Reproduce each line of the records below word for word, without changing anything.

* **Location labeling records**:
---*---

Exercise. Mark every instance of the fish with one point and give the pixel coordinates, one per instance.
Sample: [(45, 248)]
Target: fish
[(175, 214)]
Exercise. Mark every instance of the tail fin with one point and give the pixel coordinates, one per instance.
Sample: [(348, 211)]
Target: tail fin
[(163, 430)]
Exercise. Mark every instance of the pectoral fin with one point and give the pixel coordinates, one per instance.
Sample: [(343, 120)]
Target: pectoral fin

---*---

* **REPLY**:
Exercise. Mark every instance of the fish with one point and give the pixel coordinates, one per instance.
Sample: [(45, 248)]
Target: fish
[(175, 214)]
Exercise. Mark every instance of the tail fin with one point and give the pixel coordinates, one per instance.
Sample: [(348, 211)]
Target: tail fin
[(163, 430)]
Exercise. Mark every instance of the pectoral fin with one point and give the pixel coordinates, one per instance.
Sample: [(343, 120)]
Target: pectoral fin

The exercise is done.